Items listed in a dataset:

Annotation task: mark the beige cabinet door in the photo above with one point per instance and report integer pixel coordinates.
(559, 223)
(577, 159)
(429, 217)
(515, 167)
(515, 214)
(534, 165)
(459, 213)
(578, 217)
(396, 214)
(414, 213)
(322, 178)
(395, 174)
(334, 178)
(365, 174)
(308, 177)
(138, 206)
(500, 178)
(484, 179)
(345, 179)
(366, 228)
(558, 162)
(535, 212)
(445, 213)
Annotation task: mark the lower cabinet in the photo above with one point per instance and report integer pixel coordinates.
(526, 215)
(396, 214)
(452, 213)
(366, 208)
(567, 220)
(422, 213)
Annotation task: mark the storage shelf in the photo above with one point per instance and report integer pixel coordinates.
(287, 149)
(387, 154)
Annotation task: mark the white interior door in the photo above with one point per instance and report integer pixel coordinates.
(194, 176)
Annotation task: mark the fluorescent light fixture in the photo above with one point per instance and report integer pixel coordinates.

→ Your instructions:
Rewrite the lines of the records above as a numbered list, starting with the line that contains "Annotation task: mark the white" and going on through the last line of the records, with blank lines left out.

→ Task answer:
1. Annotation task: mark the white interior door in the photo above with one point per instance and report integer pixel coordinates.
2. (194, 176)
3. Annotation task: mark the fluorescent light fixture in the photo above with one point per instance and report integer pixel coordinates.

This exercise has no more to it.